── RECORD LIST

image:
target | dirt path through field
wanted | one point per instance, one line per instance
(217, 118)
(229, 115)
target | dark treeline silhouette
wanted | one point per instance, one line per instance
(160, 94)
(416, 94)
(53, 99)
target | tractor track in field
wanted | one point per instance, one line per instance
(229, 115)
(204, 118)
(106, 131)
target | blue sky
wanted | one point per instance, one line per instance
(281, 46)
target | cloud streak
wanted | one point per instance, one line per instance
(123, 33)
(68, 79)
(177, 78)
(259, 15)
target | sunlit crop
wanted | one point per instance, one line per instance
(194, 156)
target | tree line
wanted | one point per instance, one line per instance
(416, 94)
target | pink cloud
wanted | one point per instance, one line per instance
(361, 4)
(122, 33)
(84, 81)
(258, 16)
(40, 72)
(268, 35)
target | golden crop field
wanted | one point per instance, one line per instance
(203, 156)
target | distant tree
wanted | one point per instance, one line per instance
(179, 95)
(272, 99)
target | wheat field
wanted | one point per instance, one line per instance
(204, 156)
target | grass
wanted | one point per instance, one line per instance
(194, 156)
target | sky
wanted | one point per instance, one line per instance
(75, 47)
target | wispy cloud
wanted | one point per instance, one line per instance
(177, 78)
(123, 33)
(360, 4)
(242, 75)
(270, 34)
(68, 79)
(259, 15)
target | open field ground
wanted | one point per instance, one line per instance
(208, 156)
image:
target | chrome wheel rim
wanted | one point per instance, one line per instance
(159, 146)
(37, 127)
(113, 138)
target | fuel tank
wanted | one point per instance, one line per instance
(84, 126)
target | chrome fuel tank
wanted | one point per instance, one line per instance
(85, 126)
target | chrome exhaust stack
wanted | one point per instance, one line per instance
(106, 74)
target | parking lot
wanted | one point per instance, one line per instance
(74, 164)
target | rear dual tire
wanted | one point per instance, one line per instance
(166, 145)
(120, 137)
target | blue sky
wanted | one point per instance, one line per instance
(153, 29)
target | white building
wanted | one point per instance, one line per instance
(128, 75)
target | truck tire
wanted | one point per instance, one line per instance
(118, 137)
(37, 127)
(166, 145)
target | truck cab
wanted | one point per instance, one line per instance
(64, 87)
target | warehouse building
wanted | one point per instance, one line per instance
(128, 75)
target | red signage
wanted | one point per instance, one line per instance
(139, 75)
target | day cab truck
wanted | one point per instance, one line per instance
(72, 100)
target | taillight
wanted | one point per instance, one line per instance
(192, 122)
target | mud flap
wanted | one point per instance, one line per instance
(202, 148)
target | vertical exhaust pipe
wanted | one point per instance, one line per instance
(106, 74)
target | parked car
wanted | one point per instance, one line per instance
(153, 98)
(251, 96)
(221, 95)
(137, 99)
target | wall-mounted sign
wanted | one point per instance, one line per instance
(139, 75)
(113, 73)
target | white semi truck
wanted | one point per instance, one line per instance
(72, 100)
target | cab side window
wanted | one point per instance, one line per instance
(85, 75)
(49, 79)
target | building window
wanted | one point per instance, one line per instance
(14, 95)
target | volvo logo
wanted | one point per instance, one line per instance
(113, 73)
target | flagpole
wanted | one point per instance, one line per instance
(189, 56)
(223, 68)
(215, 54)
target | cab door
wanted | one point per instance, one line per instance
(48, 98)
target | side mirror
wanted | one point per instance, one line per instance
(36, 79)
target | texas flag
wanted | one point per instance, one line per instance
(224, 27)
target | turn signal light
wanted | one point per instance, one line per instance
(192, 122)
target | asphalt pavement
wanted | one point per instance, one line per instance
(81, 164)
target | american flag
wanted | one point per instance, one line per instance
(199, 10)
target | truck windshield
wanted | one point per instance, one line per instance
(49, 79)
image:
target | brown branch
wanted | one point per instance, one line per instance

────

WORK TO COMPLETE - Reproduce the lines of all the records above word for word.

FINAL RESULT -
image:
target | dirt path through field
wanted | one point per instance, one line per instance
(217, 118)
(229, 115)
target | dark treeline silhouette
wanted | one point per instance, one line per instance
(160, 94)
(416, 94)
(53, 99)
target | tractor track in field
wanted | one point per instance, one line per instance
(229, 115)
(204, 118)
(106, 131)
target | blue sky
wanted | one point per instance, one line per instance
(281, 46)
target | cloud streak
wanted | one point per instance, one line per instance
(123, 33)
(68, 79)
(177, 78)
(259, 15)
target | sunlit crop
wanted | one point per instance, one line per instance
(194, 156)
target | tree line
wanted | one point per instance, one line per instance
(416, 94)
target | pink cloud
wanted | one point per instance, one line per instance
(361, 4)
(122, 33)
(84, 81)
(258, 16)
(40, 72)
(268, 35)
target | golden crop field
wanted | one point per instance, one line per instance
(203, 156)
target | distant tree
wanted | one point per instance, one line per instance
(179, 95)
(272, 99)
target | wheat field
wanted | one point per instance, one line per instance
(204, 156)
target | grass
wanted | one point per instance, one line per instance
(194, 156)
target | sky
wanted | one point per instance, one line per instance
(75, 47)
target | wispy cloud
wanted | one point per instance, one line per instance
(177, 78)
(123, 33)
(360, 4)
(242, 75)
(270, 34)
(68, 79)
(259, 15)
target | open field ground
wanted | one point per instance, one line per instance
(208, 156)
image:
target | chrome wheel rim
wanted | one point per instance, one line per instance
(159, 146)
(37, 127)
(113, 138)
target | fuel tank
wanted | one point per instance, one line per instance
(84, 126)
target | chrome fuel tank
wanted | one point per instance, one line per instance
(85, 126)
target | chrome exhaust stack
wanted | one point per instance, one line per instance
(106, 74)
target | parking lot
wanted | one point per instance, one line per instance
(74, 164)
target | rear dual tire
wanted | one point per instance, one line per instance
(166, 145)
(120, 137)
target | blue sky
wanted | one point per instance, one line per instance
(153, 29)
target | white building
wanted | one point per instance, one line per instance
(128, 75)
target | truck tire
wanted | one point per instance, one line per instance
(118, 137)
(37, 127)
(166, 145)
target | truck cab
wanted | one point per instance, one line per instance
(64, 87)
target | warehouse building
wanted | one point per instance, one line per instance
(128, 75)
target | red signage
wanted | one point per instance, one line per instance
(139, 75)
target | day cab truck
wanted | one point per instance, one line per instance
(72, 100)
target | taillight
wanted | one point per instance, one line per instance
(192, 122)
target | mud flap
wanted | one point per instance, one line per instance
(202, 148)
target | vertical exhaust pipe
wanted | one point per instance, one line per instance
(106, 74)
target | parked car
wanted | one point per instance, one line per instance
(153, 98)
(251, 96)
(221, 95)
(137, 99)
target | wall-mounted sign
wanted | one point per instance, one line per instance
(139, 75)
(113, 73)
target | white semi truck
wanted | one point per instance, one line per instance
(72, 100)
target | cab side window
wanted | one point per instance, one line per instance
(85, 75)
(49, 79)
target | building window
wanted | one point per instance, one line per instance
(14, 95)
target | volvo logo
wanted | one point per instance, one line per instance
(113, 73)
target | flagpole
wanted | one point per instance, one line per instance
(189, 56)
(223, 68)
(215, 54)
target | cab door
wanted | one point per instance, one line per instance
(48, 98)
target | side mirror
wanted | one point per instance, one line per instance
(36, 79)
target | texas flag
wanted | one point per instance, one line per instance
(224, 27)
target | turn signal light
wanted | one point per instance, one line per instance
(192, 122)
target | asphalt pavement
wanted | one point per instance, one line per instance
(81, 164)
target | american flag
wanted | one point per instance, one line per instance
(199, 10)
target | truck windshield
wanted | one point per instance, one line per instance
(49, 79)
image:
target | brown branch
wanted | one point per instance, one line per instance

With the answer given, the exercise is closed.